● **What the exercise asks**
Reproduce the material below word for word, keeping every line in the same order and form.

Pointing dataset records
--- BEGIN ---

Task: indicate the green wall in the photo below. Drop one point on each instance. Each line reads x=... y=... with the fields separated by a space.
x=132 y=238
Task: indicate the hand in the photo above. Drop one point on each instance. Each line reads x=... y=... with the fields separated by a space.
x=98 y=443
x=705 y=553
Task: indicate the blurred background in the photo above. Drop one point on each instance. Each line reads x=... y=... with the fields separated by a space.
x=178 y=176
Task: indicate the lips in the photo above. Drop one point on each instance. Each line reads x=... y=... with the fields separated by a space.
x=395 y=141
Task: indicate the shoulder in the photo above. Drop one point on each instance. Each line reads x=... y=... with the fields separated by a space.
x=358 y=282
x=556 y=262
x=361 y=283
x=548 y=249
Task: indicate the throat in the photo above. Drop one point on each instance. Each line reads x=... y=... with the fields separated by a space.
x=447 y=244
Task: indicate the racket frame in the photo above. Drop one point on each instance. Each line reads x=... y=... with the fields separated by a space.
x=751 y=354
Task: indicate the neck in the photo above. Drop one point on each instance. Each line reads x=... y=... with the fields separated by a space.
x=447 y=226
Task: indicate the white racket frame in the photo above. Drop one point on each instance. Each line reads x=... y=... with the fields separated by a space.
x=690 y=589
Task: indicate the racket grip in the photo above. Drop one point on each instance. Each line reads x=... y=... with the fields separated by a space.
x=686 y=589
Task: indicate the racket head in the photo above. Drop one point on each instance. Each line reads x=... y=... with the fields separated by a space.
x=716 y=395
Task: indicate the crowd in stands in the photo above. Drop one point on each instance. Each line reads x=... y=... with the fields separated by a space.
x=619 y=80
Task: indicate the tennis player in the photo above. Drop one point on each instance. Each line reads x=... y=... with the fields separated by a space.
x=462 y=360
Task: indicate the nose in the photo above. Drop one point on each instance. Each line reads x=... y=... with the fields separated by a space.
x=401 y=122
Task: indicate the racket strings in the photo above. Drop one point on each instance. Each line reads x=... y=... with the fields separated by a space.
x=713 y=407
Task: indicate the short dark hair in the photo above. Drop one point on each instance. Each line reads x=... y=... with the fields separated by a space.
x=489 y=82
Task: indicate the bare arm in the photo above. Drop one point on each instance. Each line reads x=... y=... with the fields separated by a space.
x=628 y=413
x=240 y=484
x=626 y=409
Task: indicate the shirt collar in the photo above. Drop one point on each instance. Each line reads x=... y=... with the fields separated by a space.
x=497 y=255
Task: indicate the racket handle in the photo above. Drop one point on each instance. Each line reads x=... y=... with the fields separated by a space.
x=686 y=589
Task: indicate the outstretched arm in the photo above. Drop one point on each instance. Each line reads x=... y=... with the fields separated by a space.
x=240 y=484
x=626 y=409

--- END ---

● **Correct answer**
Task: indicate the green wall in the photo below. Drop one point on each instance. Each line reads x=... y=... with the fields separated by a space.
x=132 y=238
Task: indicate the hand in the photo above. Drop one point on each instance. Each line reads x=... y=... with the fields separated by a space.
x=98 y=443
x=705 y=553
Task: indicate the blurred background in the photo above. Drop one point on each instance. Each line reads x=... y=... with the fields separated by a space.
x=178 y=176
Task: indicate the lips in the photo above. Drop one point on each instance. Each line reads x=... y=... with the fields separated by a space.
x=395 y=141
Task: indicate the shoulder in the photo above. Drop one point on each instance. Each line reads x=... y=... with the fields separated by a space.
x=358 y=282
x=556 y=262
x=361 y=283
x=548 y=249
Task: indicate the throat in the photo above. Drop one point on each instance. Each line reads x=... y=... with the fields separated by a space.
x=447 y=244
Task: indicate the racket frame in the photo above. Drop one point on each instance. Each line reads x=... y=... with the fields separated by a space.
x=751 y=354
Task: indicate the neck in the photo above. Drop one point on each instance. Each line reads x=... y=... with the fields separated by a space.
x=447 y=226
Task: indicate the white racket frame in the photo above. Drop one point on each instance. Each line reads x=... y=... with the fields separated by a space.
x=690 y=589
Task: indicate the racket grip in the photo above. Drop one point on each instance. Each line reads x=... y=... with the fields separated by a space.
x=686 y=589
Task: indicate the racket head in the photo above. Drop one point on each instance. Each line reads x=... y=... with the fields separated by a space.
x=716 y=395
Task: indicate the crowd in stands in the photo above. Drop one point on each instance. Each line reads x=... y=... with the fields separated by a space.
x=619 y=80
Task: indicate the tennis player in the photo above. Drop one point on each instance. Each line reads x=... y=... with the fields separated by a space.
x=462 y=360
Task: indicate the nose in the photo above. Drop one point on each instance. Each line reads x=... y=... with the fields separated by a space.
x=401 y=122
Task: indicate the racket strings in the photo above. Drop one point on each instance. Each line reads x=... y=... with the fields separated by a space.
x=713 y=407
Task: indicate the short dark hair in the photo above. Drop one point on each instance. Each line reads x=... y=... with the fields separated by a space.
x=489 y=82
Task: indicate the bare arm in the photo above. Drop one point on each instance. Each line reads x=... y=... with the fields separated by a space.
x=628 y=413
x=240 y=484
x=626 y=409
Task: indicate the shirt collar in the photo above. Drop one point on each instance. Each line reads x=... y=... with the fields separated by a space.
x=497 y=255
Task: indicate the racket handle in the photo above. Drop one point on each instance. Each line reads x=... y=... with the fields separated by a space.
x=686 y=589
Task: indicate the outstretched arm in the photo above. Drop one point on each instance. Each line reads x=... y=... with the fields separated by a space.
x=240 y=484
x=626 y=409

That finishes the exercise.